Raw records
....

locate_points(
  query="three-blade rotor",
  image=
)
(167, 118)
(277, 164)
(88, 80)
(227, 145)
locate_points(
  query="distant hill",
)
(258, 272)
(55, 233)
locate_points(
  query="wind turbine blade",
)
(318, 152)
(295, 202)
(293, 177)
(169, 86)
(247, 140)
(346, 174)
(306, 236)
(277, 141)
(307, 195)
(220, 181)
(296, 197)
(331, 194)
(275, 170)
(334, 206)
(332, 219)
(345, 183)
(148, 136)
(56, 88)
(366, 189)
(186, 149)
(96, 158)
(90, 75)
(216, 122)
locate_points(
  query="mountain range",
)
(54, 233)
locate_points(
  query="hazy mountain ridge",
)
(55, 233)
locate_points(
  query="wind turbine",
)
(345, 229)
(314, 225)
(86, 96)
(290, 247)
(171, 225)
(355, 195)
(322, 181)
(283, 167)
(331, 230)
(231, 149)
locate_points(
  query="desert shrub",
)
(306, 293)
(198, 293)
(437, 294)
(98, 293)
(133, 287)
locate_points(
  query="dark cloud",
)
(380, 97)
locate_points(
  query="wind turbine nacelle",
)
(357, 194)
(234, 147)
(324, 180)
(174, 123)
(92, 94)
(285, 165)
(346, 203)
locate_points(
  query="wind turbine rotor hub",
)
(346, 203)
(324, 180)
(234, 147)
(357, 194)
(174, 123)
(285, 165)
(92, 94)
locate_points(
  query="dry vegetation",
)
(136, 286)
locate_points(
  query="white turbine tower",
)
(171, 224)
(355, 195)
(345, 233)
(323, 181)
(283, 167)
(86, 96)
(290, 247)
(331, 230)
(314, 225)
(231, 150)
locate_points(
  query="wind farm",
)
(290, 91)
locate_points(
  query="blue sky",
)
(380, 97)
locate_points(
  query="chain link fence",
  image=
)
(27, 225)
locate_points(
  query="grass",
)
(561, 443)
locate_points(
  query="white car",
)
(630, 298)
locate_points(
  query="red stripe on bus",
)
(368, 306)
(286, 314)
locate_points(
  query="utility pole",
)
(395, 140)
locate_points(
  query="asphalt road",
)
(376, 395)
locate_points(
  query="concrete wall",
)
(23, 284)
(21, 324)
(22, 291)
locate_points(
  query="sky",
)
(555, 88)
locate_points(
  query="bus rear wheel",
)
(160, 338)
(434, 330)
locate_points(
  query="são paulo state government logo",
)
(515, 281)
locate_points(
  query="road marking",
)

....

* _Exercise task_: Retype the entries exactly, including every line.

* _Reply_:
locate_points(
  query="three-blade rotor",
  image=
)
(167, 118)
(277, 164)
(88, 80)
(227, 145)
locate_points(
  query="distant hill",
)
(258, 272)
(55, 233)
locate_points(
  query="wind turbine blade",
)
(318, 152)
(295, 202)
(293, 177)
(169, 86)
(247, 140)
(346, 174)
(306, 236)
(277, 141)
(307, 195)
(220, 181)
(296, 197)
(331, 194)
(275, 170)
(334, 206)
(332, 219)
(345, 183)
(148, 136)
(56, 88)
(366, 189)
(186, 149)
(96, 158)
(90, 75)
(216, 122)
locate_points(
  query="mountain range",
)
(54, 233)
locate_points(
  query="hazy mountain ridge",
)
(55, 233)
locate_points(
  query="wind turbine",
)
(345, 229)
(314, 225)
(86, 96)
(290, 247)
(171, 225)
(355, 195)
(322, 181)
(283, 167)
(331, 230)
(231, 149)
locate_points(
  query="desert shrub",
)
(306, 293)
(198, 293)
(437, 294)
(98, 293)
(133, 287)
locate_points(
  query="dark cloud",
)
(380, 97)
locate_points(
  query="wind turbine nacelle",
)
(357, 194)
(234, 147)
(324, 180)
(174, 123)
(92, 94)
(285, 165)
(346, 203)
locate_points(
  query="wind turbine rotor hub",
)
(346, 203)
(324, 180)
(234, 147)
(357, 194)
(174, 123)
(285, 165)
(92, 94)
locate_points(
  query="dry vegetation",
)
(136, 286)
locate_points(
  query="white turbine tower",
)
(171, 224)
(355, 195)
(345, 233)
(323, 181)
(283, 167)
(86, 96)
(290, 247)
(331, 230)
(314, 225)
(231, 150)
locate_points(
  query="wind farm",
)
(290, 91)
locate_points(
  query="blue sky",
)
(380, 97)
locate_points(
  query="chain link fence",
  image=
)
(27, 225)
locate_points(
  query="grass",
)
(561, 443)
locate_points(
  query="white car",
)
(630, 298)
locate_points(
  query="red stripe on bus",
)
(368, 306)
(286, 314)
locate_points(
  query="utility pole",
)
(395, 140)
locate_points(
  query="asphalt road",
)
(376, 395)
locate_points(
  query="concrete wall",
)
(23, 284)
(21, 324)
(22, 291)
locate_points(
  query="sky",
)
(555, 88)
locate_points(
  query="bus rear wheel",
)
(160, 338)
(434, 330)
locate_points(
  query="são paulo state government logo",
)
(515, 281)
locate_points(
  query="road marking",
)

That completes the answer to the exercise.